### STUDY TEXT
Segment Open

So this question of cutting the budget for the arts which is what I come from in America, I just want you to know that the results are clear. Now in Australia you're dealing with a very crucial issues, this report has just come out - the Nugent Report - and it's about funding excellence. I am outraged at the cupidity of this approach. My attitude is the only good footy teams are Essendon and Kangaroos and everyone else should be eliminated because they don't win often enough. The crows may have been good once but sorry, they've got to go based on this seasons' record! Only feed your children on the days they do well in school! What are we talking about? We're talking about culture, culture is cultivation, culture is you've got to cultivate everything around you because you don't know where the next excellence or surprise will ever come from, and therefore is impartial, generous and a continuous activity where actually the very thing that you didn't have any hope for at all turns out to be the very thing that we're all eating dinner off of ten years from now. And what we're talking about is generating energy in a society where people are feeling stagnant and powerless, and we're talking about how you move beyond this state of social paralysis into a mode of activism which is about a movement. Any movement is not about this or that individually brilliant person, a movement is a movement, and right now we're all suffering from the nightmare of this highly individualised approach to everything, right? You have a problem, it's your problem because nobody else has that problem. What? And you're successful, that's your personal success, you fought for it and please kick everyone else who's coming behind you on the ladder back. And you want to say none of us has a success unless that success is a success that is shared through the whole society.

Segment Closed

### DATA PROVIDED
Segment Open

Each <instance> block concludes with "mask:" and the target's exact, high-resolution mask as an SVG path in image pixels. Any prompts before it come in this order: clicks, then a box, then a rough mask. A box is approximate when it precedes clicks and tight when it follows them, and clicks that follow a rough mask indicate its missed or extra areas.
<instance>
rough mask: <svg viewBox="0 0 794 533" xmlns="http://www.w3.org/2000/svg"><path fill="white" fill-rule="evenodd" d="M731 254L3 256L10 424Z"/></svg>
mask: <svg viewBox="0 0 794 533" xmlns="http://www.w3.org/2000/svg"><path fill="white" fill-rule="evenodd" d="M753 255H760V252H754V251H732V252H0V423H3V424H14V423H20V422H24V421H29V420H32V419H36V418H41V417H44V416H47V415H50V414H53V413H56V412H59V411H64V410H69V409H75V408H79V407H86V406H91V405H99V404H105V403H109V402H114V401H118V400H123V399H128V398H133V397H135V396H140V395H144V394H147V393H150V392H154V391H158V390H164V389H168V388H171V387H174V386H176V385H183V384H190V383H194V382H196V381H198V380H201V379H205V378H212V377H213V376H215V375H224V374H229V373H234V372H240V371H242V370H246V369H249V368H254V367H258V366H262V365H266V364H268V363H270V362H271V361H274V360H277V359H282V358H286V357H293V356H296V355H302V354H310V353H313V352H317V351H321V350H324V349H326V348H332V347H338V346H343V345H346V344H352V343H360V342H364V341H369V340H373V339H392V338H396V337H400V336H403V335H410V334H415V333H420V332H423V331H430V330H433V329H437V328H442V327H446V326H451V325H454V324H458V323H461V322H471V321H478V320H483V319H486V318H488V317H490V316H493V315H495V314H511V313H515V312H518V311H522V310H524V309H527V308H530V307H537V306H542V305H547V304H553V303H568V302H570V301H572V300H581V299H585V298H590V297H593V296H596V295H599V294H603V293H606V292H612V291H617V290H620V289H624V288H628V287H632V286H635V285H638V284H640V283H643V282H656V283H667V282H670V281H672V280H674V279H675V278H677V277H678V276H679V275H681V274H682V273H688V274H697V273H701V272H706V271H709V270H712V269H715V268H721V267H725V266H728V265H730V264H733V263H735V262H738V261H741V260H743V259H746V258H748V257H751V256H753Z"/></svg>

Segment Closed

### ASSIGNMENT 1
According to the arts funding speech, what is the Nugent Report about?
### ASSIGNMENT 2
Carry the arts funding speech forward from its final sentence.
The lines have nothing to do with the tasks.

### TASK RESULT 1
Funding excellence.

### TASK RESULT 2
And you want to say that probably some of the most awesome and beautiful and powerful things we can do will fail. Martin Luther King failed. I would rather be Martin Luther King than a lot more successful people. No, he didn't eradicate racism, no, it didn't work, and yes, his life was glorious and people will always tell about it. With Romeo and Juliet it didn't work out. Hamlet is not a success story! Oedipus Rex not quite! Why is it that the myths are about the people for whom it didn't work out, because we're on this earth to do something more than succeed. If all you can do is succeed, sorry about that. The question is how do we go to a zone where failure is certain and where that is the only effort that is worth handing on to the next generation who will pick up wherever we leave off and move forward? I'm very impressed with this generation, one of the reasons I teach is because I am thrilled to be around young people who are not slackers and are not apathetic, but are so much smarter and more energised than I was at their age, I am very impressed. My students in America are stunning. No they're not marching down the street with a banner, they're just in an AIDS hospice four days a week, they're teaching maths to students in a part of the city where they have no textbooks. You find something that needs to be done and you do it, it's a two-step process, and it is what you'd owed your life to, because what we're talking about is not a career, but lifework. If you succeed at it after two years, sorry. It's like in rehearsal when a scene is really great in the first week of rehearsal I think oh well, it's too bad, there it goes. Opening night it will be horrible! Meanwhile the scene in the show that you're trying to cut that everybody says this just doesn't work, this is bad, we can't, you're trying everything on earth, it's a disaster - opening night everyone says how did you do that? I'll never forget it. It was our nightmare.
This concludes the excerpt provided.